> DIRECTIONS FOR THIS TASK: Rewrite the part of the records below that opens with the line containing "Task: put a point on every instance of the black belt" and runs through the end of the records as a numbered list, leaving out blank lines.
━━━━━━━━━━━━━━━━
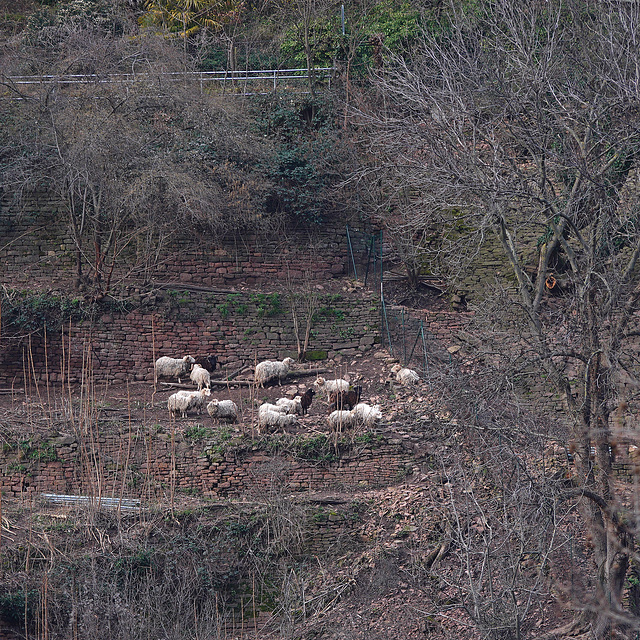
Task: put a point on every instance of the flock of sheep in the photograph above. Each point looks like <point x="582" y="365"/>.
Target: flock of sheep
<point x="346" y="409"/>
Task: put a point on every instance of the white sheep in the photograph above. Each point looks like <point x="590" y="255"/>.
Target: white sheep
<point x="366" y="414"/>
<point x="332" y="386"/>
<point x="339" y="420"/>
<point x="167" y="367"/>
<point x="272" y="369"/>
<point x="200" y="376"/>
<point x="267" y="406"/>
<point x="405" y="376"/>
<point x="185" y="401"/>
<point x="268" y="418"/>
<point x="291" y="406"/>
<point x="223" y="409"/>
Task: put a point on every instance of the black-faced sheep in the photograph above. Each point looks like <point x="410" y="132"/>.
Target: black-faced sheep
<point x="405" y="376"/>
<point x="223" y="410"/>
<point x="342" y="399"/>
<point x="271" y="370"/>
<point x="332" y="386"/>
<point x="290" y="406"/>
<point x="166" y="367"/>
<point x="200" y="376"/>
<point x="207" y="362"/>
<point x="276" y="419"/>
<point x="185" y="401"/>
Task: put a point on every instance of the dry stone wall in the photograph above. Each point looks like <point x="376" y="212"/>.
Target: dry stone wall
<point x="158" y="462"/>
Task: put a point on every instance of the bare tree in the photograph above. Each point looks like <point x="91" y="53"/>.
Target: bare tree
<point x="520" y="123"/>
<point x="135" y="162"/>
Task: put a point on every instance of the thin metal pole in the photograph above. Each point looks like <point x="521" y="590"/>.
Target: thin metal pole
<point x="385" y="320"/>
<point x="353" y="262"/>
<point x="424" y="349"/>
<point x="371" y="246"/>
<point x="404" y="339"/>
<point x="414" y="346"/>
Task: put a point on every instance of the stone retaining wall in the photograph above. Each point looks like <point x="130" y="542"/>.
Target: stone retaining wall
<point x="147" y="464"/>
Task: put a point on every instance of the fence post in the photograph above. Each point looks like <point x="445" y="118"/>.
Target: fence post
<point x="353" y="262"/>
<point x="371" y="246"/>
<point x="404" y="339"/>
<point x="424" y="349"/>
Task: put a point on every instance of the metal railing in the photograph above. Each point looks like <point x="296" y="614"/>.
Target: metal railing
<point x="268" y="77"/>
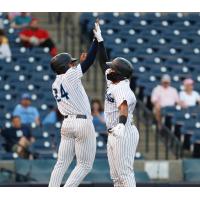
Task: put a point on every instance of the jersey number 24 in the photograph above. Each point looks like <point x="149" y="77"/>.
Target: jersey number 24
<point x="63" y="93"/>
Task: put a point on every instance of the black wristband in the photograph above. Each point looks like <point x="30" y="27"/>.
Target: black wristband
<point x="122" y="119"/>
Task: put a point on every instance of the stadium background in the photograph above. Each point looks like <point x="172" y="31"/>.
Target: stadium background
<point x="169" y="158"/>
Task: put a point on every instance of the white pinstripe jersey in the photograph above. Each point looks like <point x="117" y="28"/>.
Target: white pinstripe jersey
<point x="115" y="95"/>
<point x="70" y="94"/>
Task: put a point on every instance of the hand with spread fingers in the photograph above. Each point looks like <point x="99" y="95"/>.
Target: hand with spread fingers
<point x="97" y="32"/>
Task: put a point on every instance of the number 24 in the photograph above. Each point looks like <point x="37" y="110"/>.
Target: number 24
<point x="63" y="93"/>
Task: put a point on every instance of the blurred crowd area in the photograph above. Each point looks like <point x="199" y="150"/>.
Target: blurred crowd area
<point x="29" y="119"/>
<point x="164" y="50"/>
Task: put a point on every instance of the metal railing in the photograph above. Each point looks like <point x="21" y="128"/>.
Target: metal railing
<point x="56" y="17"/>
<point x="145" y="121"/>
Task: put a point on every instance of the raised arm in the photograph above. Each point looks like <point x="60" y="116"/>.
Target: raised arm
<point x="85" y="65"/>
<point x="103" y="58"/>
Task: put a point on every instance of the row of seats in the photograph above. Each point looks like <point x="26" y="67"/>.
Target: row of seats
<point x="185" y="123"/>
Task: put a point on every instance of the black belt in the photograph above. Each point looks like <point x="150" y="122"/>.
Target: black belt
<point x="77" y="116"/>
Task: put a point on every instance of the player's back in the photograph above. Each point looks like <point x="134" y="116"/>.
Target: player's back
<point x="115" y="95"/>
<point x="69" y="93"/>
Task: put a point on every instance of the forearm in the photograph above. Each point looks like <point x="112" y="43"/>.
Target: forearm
━━━━━━━━━━━━━━━━
> THE ANSWER:
1. Task: put a point on every instance of the black belt in the photograph above. Each point looks like <point x="150" y="122"/>.
2. Target: black belt
3. <point x="77" y="116"/>
4. Task: put a point on every instance of the player's back in the photograph above. Each point looks like <point x="134" y="116"/>.
5. Target: player's back
6. <point x="115" y="95"/>
7. <point x="69" y="93"/>
8. Task: put a point on every instance of the forearm in the photograph above. Each point looks like <point x="112" y="43"/>.
9. Target: forearm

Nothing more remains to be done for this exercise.